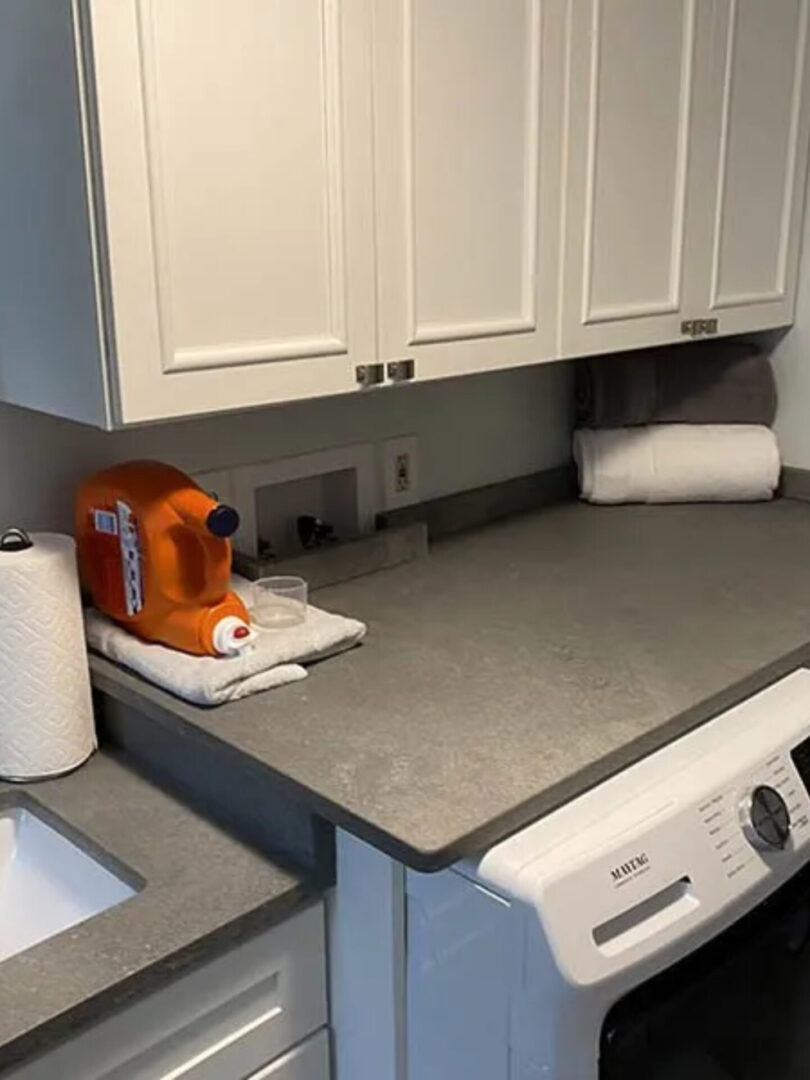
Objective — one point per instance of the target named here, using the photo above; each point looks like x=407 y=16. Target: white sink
x=48 y=882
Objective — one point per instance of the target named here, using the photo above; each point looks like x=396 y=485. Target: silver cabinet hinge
x=401 y=370
x=699 y=327
x=369 y=375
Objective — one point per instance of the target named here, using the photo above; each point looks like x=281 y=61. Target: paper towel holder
x=15 y=539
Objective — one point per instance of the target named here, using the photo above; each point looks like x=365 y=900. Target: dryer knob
x=765 y=819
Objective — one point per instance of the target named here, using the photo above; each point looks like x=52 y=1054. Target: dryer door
x=737 y=1009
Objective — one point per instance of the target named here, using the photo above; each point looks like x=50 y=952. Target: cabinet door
x=234 y=143
x=468 y=120
x=758 y=161
x=636 y=220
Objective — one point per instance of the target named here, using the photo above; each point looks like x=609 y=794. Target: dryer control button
x=765 y=819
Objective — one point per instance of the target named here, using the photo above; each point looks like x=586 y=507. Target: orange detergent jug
x=153 y=552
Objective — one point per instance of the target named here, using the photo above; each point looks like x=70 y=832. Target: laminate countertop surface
x=199 y=892
x=518 y=664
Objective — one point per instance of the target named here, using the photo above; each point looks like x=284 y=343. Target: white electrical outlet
x=400 y=471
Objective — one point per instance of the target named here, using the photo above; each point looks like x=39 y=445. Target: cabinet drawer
x=223 y=1022
x=308 y=1062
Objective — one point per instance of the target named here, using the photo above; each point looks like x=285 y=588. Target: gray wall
x=472 y=431
x=792 y=363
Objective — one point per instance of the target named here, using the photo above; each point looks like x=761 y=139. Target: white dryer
x=656 y=928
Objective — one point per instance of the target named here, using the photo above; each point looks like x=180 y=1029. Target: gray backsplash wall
x=472 y=431
x=792 y=364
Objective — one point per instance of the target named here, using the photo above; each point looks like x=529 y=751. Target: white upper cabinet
x=759 y=160
x=234 y=144
x=468 y=126
x=688 y=123
x=634 y=243
x=217 y=204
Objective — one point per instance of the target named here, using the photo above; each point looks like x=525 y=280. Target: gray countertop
x=202 y=891
x=520 y=664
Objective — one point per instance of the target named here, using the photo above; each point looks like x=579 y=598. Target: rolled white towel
x=677 y=462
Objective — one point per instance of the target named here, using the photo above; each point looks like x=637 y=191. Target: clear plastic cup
x=279 y=602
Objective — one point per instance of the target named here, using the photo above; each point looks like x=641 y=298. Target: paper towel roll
x=45 y=709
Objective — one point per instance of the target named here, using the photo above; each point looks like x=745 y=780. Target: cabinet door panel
x=234 y=147
x=636 y=79
x=468 y=118
x=760 y=160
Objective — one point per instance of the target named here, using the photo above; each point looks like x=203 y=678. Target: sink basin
x=49 y=880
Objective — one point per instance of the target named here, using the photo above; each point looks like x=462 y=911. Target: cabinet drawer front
x=221 y=1022
x=308 y=1062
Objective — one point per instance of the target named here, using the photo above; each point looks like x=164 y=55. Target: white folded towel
x=677 y=462
x=275 y=658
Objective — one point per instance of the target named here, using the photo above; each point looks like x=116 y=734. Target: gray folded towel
x=703 y=382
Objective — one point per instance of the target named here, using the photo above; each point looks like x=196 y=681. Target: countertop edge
x=126 y=686
x=111 y=1000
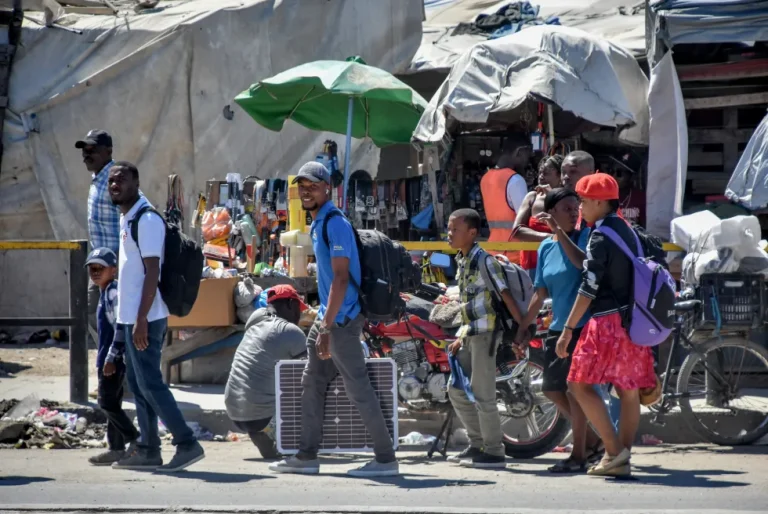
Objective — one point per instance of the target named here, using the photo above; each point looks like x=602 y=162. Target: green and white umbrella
x=347 y=97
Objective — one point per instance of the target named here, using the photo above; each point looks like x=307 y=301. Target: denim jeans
x=152 y=396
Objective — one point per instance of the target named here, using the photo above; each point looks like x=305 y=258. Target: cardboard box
x=215 y=305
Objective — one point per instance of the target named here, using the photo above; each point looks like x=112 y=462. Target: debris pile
x=31 y=423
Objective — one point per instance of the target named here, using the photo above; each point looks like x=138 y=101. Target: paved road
x=668 y=479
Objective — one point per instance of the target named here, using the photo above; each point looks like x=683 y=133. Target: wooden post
x=78 y=311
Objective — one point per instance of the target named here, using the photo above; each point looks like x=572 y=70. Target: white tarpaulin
x=619 y=21
x=667 y=150
x=588 y=78
x=159 y=82
x=749 y=183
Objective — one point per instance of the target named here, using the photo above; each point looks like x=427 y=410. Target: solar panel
x=343 y=429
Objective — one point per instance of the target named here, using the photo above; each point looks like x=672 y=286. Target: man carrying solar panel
x=333 y=345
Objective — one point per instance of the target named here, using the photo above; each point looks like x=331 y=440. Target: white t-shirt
x=131 y=272
x=517 y=189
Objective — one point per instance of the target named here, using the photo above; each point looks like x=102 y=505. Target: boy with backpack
x=481 y=282
x=142 y=315
x=102 y=268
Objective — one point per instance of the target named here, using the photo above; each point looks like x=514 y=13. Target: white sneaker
x=296 y=466
x=376 y=469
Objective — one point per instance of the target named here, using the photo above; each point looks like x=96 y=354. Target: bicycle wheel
x=726 y=402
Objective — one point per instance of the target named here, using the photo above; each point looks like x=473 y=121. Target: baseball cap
x=95 y=138
x=103 y=256
x=599 y=186
x=313 y=171
x=285 y=292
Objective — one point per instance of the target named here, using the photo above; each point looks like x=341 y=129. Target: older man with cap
x=271 y=335
x=103 y=215
x=333 y=345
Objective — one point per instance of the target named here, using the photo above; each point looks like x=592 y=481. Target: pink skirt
x=606 y=355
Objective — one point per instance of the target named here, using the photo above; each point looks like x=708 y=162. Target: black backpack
x=387 y=270
x=182 y=267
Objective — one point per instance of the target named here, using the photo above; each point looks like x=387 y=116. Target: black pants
x=120 y=430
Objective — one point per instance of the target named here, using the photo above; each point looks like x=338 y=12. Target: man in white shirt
x=143 y=316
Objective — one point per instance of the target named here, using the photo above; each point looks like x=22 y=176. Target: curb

☆ ☆ ☆ ☆ ☆ ☆ ☆

### Request
Arrange every one of the entries above as a numbered list, leaving out any blank lines. Leave the pictures out of your answer.

### Solution below
1. Objective — one point per instance of the target named here, using the photo above; each point looks like x=407 y=16. Target: white sink
2. x=48 y=882
3. Objective — one point per instance of the target named here, using the photo above; each point looks like x=396 y=485. Target: silver cabinet hinge
4. x=401 y=370
5. x=699 y=327
6. x=369 y=375
7. Objective — one point per instance of the target named here, using the photo above; each point looks like x=281 y=61. Target: paper towel holder
8. x=15 y=539
9. Objective — one point per instance of the target named here, using the photo above; each point looks like x=365 y=900. Target: dryer knob
10. x=765 y=819
11. Objective — one point per instance of the target named here, using the photo above; each point looks like x=52 y=1054. Target: dryer door
12. x=737 y=1009
13. Objective — one point per instance of the target named here, using the photo above; each point looks like x=50 y=952. Target: cabinet door
14. x=234 y=143
15. x=468 y=120
16. x=758 y=161
17. x=636 y=220
18. Objective — one point per instance of the target named here, using the photo above; each point looks like x=609 y=794. Target: dryer control button
19. x=765 y=819
20. Objective — one point per instance of the target named here, using the photo above; each point looks like x=586 y=507. Target: orange detergent jug
21. x=153 y=552
22. Objective — one point per instance of the target named here, using the photo above; each point looks like x=70 y=832. Target: laminate countertop surface
23. x=199 y=892
24. x=518 y=664
25. Objective — one point per instance of the target named here, using the photo above; each point looks like x=284 y=343. Target: white electrical outlet
26. x=400 y=471
27. Objective — one point per instance of the target named here, using the photo above; each point looks like x=39 y=445. Target: cabinet drawer
28. x=223 y=1022
29. x=308 y=1062
30. Objective — one point per instance of the target named here, using the photo above; each point looks like x=285 y=588. Target: gray wall
31. x=472 y=431
32. x=792 y=363
33. Objective — one point per instance of the target named here, using the photo above; each point looks like x=761 y=139. Target: white dryer
34. x=656 y=928
35. Objective — one point per instance of the target named here, using the photo above; each point looks like x=180 y=1029. Target: gray backsplash wall
36. x=472 y=431
37. x=792 y=364
38. Objective — one point per instance of the target named here, using the photo above; each point looks like x=529 y=751. Target: white upper cabinet
39. x=759 y=160
40. x=234 y=144
41. x=468 y=126
42. x=688 y=123
43. x=634 y=243
44. x=217 y=204
45. Objective — one point per instance of the target named here, using the photo above; each point looks like x=525 y=280. Target: gray countertop
46. x=202 y=891
47. x=520 y=664
48. Objective — one point per instance of the target named here, using the photo above; each point looks like x=579 y=598. Target: rolled white towel
49. x=677 y=462
50. Objective — one point per instance of the target named here, using the photo above; each point looks like x=637 y=191. Target: clear plastic cup
51. x=279 y=602
52. Objective — one point per instance of the target named here, using the photo above; each point looks like x=641 y=298. Target: paper towel roll
53. x=45 y=709
54. Objective — one point per instance of the target named here, using the photo above; each point looks like x=745 y=780. Target: cabinet door panel
55. x=234 y=147
56. x=636 y=79
57. x=468 y=118
58. x=760 y=160
59. Objective — one point per instance of the target named here, using the photo above; each point looks like x=203 y=678. Target: sink basin
60. x=49 y=880
61. Objective — one point per instance of the target named here, using the photo above; each point looks like x=462 y=911. Target: cabinet drawer front
62. x=221 y=1022
63. x=308 y=1062
64. Objective — one point per instance of the target named here, using the photo above; each point looks like x=164 y=55. Target: white folded towel
65. x=677 y=462
66. x=275 y=658
67. Objective — one point per instance of the target named here, using the photo above; each point looks like x=116 y=734. Target: gray folded towel
68. x=703 y=382
69. Objective — one point per instance of the target named here, using the photo above; each point looks like x=196 y=681. Target: countertop edge
70. x=126 y=686
71. x=111 y=1000
72. Objective — one point per instance of the target named here, using the photo above; each point looks like x=602 y=162. Target: green and white umbrella
73. x=347 y=97
74. Objective — one point per instance of the target named here, using the photo above; each point looks like x=307 y=301. Target: denim jeans
75. x=152 y=396
76. Objective — one point per instance of the target named here, using the photo above; each point looks like x=305 y=258. Target: cardboard box
77. x=215 y=305
78. Objective — one point per instance of the target named here, using the photo above; each point looks like x=112 y=462. Target: debris pile
79. x=31 y=423
80. Objective — one point per instance of the target named here, using the photo above; each point looks like x=138 y=101. Target: paved road
81. x=668 y=479
82. Objective — one point per instance of the target named here, using the photo above; each point looks like x=683 y=133. Target: wooden post
83. x=78 y=311
84. Objective — one point per instance of the target named here, using the photo above; each point looks like x=572 y=70. Target: white tarpaulin
85. x=619 y=21
86. x=667 y=150
87. x=588 y=78
88. x=159 y=82
89. x=749 y=183
90. Objective — one point per instance of the target named here, using the photo above; each point looks like x=427 y=410. Target: solar panel
91. x=343 y=429
92. Objective — one point per instance of the target named here, using the photo above; each point looks like x=672 y=286. Target: man carrying solar panel
93. x=333 y=345
94. Objective — one point per instance of the target named here, using the photo above; each point looks like x=331 y=440. Target: white t-shirt
95. x=131 y=272
96. x=517 y=189
97. Objective — one point per instance of the target named here, using the photo above; each point looks like x=102 y=505. Target: boy with backpack
98. x=481 y=282
99. x=142 y=315
100. x=102 y=268
101. Objective — one point per instance of the target named here, using the photo above; each point looks like x=514 y=13. Target: white sneaker
102. x=296 y=466
103. x=376 y=469
104. Objective — one point per instance of the target named here, using the photo above; each point looks like x=96 y=354. Target: bicycle wheel
105. x=726 y=402
106. Objective — one point per instance of the target named here, using the photo above; each point looks like x=473 y=121. Target: baseball cap
107. x=95 y=138
108. x=103 y=256
109. x=599 y=186
110. x=313 y=171
111. x=285 y=292
112. Objective — one point per instance of the target named here, using the photo above; each point looks like x=341 y=129. Target: older man with cap
113. x=271 y=335
114. x=103 y=215
115. x=333 y=345
116. Objective — one point per instance of the target named here, using the photo above; each point looks like x=592 y=481. Target: pink skirt
117. x=606 y=355
118. Objective — one point per instance of the target named here, using the photo above; each point looks like x=708 y=162. Target: black backpack
119. x=387 y=270
120. x=182 y=267
121. Objective — one point per instance of the target named here, using the photo above; each point looks like x=387 y=116. Target: black pants
122. x=120 y=430
123. Objective — one point per instance of the target named here, using the photo above; each point looks like x=338 y=12. Target: man in white shirt
124. x=143 y=316
125. Objective — one point per instance of the target named here, using the photo above; each point looks like x=22 y=176. Target: curb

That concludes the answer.